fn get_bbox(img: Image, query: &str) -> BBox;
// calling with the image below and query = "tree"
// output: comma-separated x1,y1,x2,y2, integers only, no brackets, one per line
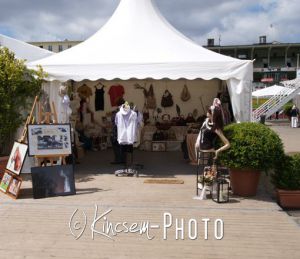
0,47,45,155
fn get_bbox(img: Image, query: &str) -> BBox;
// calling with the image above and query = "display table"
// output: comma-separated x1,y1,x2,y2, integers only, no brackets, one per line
140,125,187,151
151,140,183,151
186,133,198,164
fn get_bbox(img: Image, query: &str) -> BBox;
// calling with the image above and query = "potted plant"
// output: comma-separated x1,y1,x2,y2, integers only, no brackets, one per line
218,122,285,196
0,47,44,177
272,154,300,209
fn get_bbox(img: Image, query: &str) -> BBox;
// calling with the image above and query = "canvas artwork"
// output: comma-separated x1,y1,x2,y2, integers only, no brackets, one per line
7,176,22,199
6,142,28,175
31,165,76,199
0,171,12,193
27,124,72,156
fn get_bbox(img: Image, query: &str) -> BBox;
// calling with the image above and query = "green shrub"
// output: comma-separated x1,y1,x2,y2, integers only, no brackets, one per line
283,102,293,117
218,122,284,172
272,154,300,190
0,47,45,155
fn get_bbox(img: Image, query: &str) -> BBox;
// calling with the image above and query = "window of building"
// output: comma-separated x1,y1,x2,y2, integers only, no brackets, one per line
58,45,63,52
48,45,53,51
259,36,266,44
68,45,72,49
263,58,268,68
238,54,247,59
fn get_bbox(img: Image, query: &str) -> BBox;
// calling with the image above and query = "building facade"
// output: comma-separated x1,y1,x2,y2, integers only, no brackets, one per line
28,40,82,53
206,36,300,87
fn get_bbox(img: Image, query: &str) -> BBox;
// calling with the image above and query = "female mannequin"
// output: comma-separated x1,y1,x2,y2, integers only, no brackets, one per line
195,99,230,160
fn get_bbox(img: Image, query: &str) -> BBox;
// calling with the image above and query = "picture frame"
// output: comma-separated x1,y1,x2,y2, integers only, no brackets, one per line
6,141,28,175
27,124,72,156
31,165,76,199
0,170,13,193
152,142,166,152
7,174,22,199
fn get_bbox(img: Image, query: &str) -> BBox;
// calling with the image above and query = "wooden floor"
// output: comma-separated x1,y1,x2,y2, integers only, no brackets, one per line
0,124,300,259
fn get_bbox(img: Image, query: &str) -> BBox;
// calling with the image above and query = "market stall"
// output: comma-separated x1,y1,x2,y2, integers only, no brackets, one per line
28,0,253,159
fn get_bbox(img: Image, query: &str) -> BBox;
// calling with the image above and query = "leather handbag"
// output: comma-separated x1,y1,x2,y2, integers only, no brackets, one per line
161,90,174,107
181,84,191,102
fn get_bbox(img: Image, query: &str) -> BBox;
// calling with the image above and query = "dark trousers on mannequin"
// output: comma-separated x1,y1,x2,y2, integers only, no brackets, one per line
121,144,133,168
111,137,125,163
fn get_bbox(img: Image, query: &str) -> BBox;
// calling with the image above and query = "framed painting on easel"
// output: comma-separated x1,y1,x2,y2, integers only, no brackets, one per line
27,124,72,156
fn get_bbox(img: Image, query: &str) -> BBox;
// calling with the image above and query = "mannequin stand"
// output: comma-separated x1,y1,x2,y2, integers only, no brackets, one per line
115,144,139,177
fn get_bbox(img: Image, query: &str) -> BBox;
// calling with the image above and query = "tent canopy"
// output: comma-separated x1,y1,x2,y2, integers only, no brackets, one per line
29,0,253,122
0,34,53,62
29,0,252,82
252,85,285,97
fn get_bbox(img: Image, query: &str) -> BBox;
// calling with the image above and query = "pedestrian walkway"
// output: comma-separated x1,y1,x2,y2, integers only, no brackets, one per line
0,125,299,259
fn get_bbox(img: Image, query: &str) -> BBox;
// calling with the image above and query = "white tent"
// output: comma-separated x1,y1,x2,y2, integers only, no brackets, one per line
0,34,53,62
29,0,253,122
252,85,285,97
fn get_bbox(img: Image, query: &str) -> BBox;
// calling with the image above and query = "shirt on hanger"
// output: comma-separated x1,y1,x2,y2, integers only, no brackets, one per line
108,84,125,107
77,84,93,99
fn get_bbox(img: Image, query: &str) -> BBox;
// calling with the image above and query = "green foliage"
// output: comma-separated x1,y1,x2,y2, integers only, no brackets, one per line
0,47,45,155
283,102,293,117
252,97,269,110
218,122,285,171
272,154,300,190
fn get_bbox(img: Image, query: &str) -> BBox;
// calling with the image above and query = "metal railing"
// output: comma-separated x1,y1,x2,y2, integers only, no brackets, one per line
252,78,300,122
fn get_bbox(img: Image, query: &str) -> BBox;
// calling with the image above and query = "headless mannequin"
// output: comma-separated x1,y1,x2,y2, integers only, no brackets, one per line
115,102,138,170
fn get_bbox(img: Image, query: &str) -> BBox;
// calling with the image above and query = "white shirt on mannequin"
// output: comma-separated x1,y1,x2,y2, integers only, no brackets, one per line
115,105,138,145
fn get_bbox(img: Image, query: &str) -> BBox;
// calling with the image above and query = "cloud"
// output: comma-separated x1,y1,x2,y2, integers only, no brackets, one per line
0,0,299,45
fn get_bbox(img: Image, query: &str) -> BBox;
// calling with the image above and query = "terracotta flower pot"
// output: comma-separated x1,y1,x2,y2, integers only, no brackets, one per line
0,156,9,180
230,169,261,197
277,189,300,209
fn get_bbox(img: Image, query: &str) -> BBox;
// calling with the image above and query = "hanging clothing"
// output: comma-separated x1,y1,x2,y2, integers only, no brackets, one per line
77,84,93,99
109,84,125,107
115,106,138,145
196,119,217,150
95,86,105,111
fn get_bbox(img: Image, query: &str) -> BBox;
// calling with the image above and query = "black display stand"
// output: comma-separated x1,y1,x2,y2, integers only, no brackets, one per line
196,150,215,196
115,144,139,177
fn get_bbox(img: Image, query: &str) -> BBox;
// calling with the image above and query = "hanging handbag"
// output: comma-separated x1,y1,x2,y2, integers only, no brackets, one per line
180,84,191,102
161,90,174,107
146,84,157,109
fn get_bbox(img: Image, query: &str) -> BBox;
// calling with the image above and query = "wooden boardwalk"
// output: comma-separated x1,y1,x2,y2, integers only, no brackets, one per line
0,124,299,259
0,172,299,259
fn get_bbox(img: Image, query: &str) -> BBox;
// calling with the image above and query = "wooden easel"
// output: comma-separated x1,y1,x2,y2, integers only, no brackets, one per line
35,100,67,166
19,96,38,144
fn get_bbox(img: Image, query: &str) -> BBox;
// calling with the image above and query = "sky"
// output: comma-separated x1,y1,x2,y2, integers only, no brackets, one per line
0,0,299,46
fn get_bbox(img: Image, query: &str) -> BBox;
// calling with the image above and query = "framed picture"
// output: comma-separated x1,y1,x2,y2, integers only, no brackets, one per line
152,142,166,152
0,171,13,193
27,124,72,156
7,175,22,199
6,141,28,175
31,165,76,199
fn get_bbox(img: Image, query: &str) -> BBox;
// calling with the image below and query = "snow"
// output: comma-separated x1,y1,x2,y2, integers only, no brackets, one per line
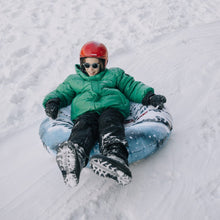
1,0,220,219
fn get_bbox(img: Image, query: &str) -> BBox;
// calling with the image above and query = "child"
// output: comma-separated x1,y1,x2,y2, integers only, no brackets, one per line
43,41,166,187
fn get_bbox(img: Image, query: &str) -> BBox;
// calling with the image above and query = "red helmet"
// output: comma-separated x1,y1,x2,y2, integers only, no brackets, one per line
80,41,108,66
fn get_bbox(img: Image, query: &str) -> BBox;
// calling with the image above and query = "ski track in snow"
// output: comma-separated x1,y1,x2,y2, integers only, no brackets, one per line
1,0,220,219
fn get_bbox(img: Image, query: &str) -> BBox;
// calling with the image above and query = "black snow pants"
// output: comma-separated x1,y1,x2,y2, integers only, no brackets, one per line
68,108,128,165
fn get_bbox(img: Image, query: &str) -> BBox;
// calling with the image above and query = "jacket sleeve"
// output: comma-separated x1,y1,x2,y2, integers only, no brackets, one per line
115,68,154,103
42,75,76,108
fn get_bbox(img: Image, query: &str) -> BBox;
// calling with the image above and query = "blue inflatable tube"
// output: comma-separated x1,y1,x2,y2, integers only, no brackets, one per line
39,103,173,164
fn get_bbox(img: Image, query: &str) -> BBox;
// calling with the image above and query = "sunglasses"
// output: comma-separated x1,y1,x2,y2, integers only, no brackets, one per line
83,63,100,69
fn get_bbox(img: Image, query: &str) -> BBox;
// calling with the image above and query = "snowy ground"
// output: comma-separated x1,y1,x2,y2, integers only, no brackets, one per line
1,0,220,219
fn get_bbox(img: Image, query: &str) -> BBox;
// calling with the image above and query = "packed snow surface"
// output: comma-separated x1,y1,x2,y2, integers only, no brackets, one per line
1,0,220,219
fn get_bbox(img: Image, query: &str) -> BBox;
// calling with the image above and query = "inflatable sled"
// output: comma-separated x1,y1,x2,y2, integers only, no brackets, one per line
39,102,173,164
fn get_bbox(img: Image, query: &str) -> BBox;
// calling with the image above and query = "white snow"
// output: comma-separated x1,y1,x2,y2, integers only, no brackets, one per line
1,0,220,219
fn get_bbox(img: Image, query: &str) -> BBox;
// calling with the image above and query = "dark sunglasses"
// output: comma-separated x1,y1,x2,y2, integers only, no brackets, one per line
83,63,100,69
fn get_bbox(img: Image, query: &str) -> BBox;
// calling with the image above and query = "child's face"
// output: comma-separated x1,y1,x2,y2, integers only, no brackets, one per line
84,58,100,76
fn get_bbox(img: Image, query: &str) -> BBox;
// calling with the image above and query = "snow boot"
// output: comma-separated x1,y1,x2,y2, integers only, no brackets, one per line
56,141,86,187
90,153,132,186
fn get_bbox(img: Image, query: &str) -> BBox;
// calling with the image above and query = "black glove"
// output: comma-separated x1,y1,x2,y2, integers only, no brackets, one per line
142,91,166,109
45,98,60,119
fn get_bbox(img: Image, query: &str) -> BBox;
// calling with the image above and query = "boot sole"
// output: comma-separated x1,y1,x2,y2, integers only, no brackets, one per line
56,142,79,187
90,155,132,186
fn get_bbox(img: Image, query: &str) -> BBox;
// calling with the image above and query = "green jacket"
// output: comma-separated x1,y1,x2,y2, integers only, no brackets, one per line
43,65,154,120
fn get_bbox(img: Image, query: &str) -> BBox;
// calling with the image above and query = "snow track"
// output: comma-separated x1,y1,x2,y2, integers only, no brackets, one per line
1,0,220,219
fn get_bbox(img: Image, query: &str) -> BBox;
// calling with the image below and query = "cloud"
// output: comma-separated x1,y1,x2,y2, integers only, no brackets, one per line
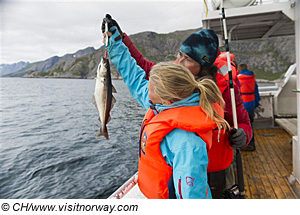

> [EXERCISE OBJECTIVE]:
Would you copy out every line in the records that includes the string "easel"?

> [WRITTEN ANSWER]:
// calling with the image above and query = "framed painting on easel"
// calling with the image above and query = "wooden easel"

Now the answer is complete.